### What you will do:
Go through the records below and set each one down exactly, leaving out any pictures.

(Point-per-instance localization data)

■ ■ ■ ■

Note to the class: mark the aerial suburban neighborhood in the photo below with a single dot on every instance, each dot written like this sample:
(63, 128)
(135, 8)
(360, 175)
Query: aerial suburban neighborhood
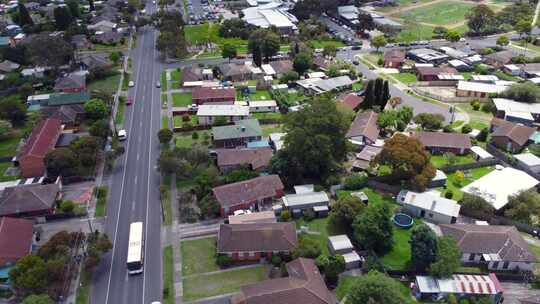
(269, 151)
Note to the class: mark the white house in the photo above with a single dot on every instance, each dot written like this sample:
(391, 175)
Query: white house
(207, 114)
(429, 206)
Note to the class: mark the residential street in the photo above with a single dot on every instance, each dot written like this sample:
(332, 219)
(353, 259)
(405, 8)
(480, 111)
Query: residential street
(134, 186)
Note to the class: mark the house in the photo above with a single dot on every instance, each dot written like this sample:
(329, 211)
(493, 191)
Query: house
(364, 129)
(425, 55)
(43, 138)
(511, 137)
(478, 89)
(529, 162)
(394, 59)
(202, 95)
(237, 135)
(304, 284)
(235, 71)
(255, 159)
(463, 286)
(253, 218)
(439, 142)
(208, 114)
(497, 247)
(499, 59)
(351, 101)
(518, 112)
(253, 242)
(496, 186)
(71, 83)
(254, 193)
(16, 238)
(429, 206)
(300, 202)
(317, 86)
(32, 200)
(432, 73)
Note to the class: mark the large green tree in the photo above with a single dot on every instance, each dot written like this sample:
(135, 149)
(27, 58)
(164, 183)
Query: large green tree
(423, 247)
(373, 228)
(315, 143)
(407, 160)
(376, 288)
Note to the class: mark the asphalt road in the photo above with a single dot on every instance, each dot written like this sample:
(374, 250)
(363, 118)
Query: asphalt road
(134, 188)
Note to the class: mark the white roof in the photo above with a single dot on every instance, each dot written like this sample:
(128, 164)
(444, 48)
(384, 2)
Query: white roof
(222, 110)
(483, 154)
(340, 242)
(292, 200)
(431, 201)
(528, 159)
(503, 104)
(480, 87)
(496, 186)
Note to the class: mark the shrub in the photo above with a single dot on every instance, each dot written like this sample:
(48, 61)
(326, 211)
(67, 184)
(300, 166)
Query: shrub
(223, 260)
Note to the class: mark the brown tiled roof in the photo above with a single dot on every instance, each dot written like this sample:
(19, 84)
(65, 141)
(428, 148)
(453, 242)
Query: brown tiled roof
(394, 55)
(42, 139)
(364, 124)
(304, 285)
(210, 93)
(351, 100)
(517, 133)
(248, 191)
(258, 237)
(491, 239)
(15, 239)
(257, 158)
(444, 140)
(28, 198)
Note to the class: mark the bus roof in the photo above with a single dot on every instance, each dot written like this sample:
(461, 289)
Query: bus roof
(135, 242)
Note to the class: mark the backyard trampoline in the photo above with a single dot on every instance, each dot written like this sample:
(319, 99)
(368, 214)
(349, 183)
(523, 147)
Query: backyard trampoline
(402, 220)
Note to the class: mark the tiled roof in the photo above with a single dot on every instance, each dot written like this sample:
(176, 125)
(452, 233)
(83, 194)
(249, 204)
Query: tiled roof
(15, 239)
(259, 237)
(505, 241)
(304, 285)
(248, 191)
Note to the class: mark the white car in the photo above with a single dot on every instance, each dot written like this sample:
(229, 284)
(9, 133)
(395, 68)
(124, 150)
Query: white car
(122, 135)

■ ■ ■ ■

### Problem solution:
Note to the class: mark the aerial suburban neighborhood in the photo below with a single dot on every instance, each dot written like this sample:
(63, 128)
(135, 8)
(360, 175)
Query: aerial suburban neighborhood
(269, 151)
Note to the class: mark the white house in the photo above with a single dot on every instance, each dot written like this sample:
(391, 175)
Query: white house
(207, 114)
(429, 206)
Note to the class: mark the residential street in the photo above with a single dot on every instance, each dot written like this sample:
(332, 219)
(353, 259)
(405, 8)
(480, 111)
Query: residential street
(134, 186)
Note to the class: mark the house in the photo above with a single dot on every instance, each dot written like this sample:
(329, 211)
(493, 191)
Query: house
(364, 129)
(425, 55)
(43, 138)
(511, 137)
(478, 89)
(529, 162)
(394, 59)
(202, 95)
(237, 135)
(304, 284)
(235, 71)
(255, 159)
(463, 286)
(253, 218)
(439, 142)
(208, 114)
(497, 247)
(499, 59)
(351, 101)
(518, 112)
(253, 242)
(496, 186)
(71, 83)
(254, 193)
(16, 238)
(429, 206)
(300, 202)
(317, 86)
(32, 200)
(432, 73)
Note to the class: mark the large green tree in the photo above with a single dot on every instance, each dot written like this sample:
(135, 149)
(27, 58)
(164, 183)
Query: large green tree
(423, 247)
(373, 228)
(315, 143)
(407, 160)
(376, 288)
Note to the class: mark the asphalt road in the photo above with a single dot on every instance, each dot written like this sample:
(374, 250)
(363, 118)
Query: asphalt road
(134, 188)
Note to the class: mark the white roof in the photo above with a single dot on every instance, each dot written like this sample:
(128, 164)
(444, 48)
(384, 2)
Query: white roof
(222, 110)
(483, 154)
(340, 242)
(292, 200)
(431, 201)
(528, 159)
(503, 104)
(480, 87)
(496, 186)
Note to the class: mark the shrub in the photo above with a single dot on every instance, each dot written like this sample:
(48, 61)
(326, 211)
(67, 184)
(300, 166)
Query: shrub
(223, 260)
Note to the class: mark the brown tiled roof in the photo above with a single dot on every instance, each dot written like this sample:
(19, 84)
(65, 141)
(428, 148)
(453, 242)
Query: brown tiled roof
(394, 55)
(42, 139)
(364, 124)
(304, 285)
(210, 93)
(351, 100)
(517, 133)
(248, 191)
(258, 237)
(491, 239)
(15, 239)
(257, 158)
(444, 140)
(28, 198)
Note to the class: mark the bus roof in the photo above with a single dot on every instance, each dot written like this sample:
(461, 289)
Query: bus roof
(135, 242)
Note to the class: mark the backyard trampoline in the photo above with a single dot on every instance, each dot written like this sample:
(319, 99)
(368, 214)
(349, 183)
(523, 147)
Query: backyard trampoline
(402, 220)
Note to the class: mark the tiled roof in the photo above with a single dot on every instance, each dot written like this sample:
(176, 125)
(452, 233)
(83, 194)
(249, 204)
Query: tiled roof
(15, 239)
(259, 237)
(505, 241)
(304, 285)
(248, 191)
Note to the class: mark the white car in the photo above with a single dot on every instance, each dot written like this sample:
(229, 284)
(9, 133)
(395, 68)
(124, 150)
Query: white car
(122, 135)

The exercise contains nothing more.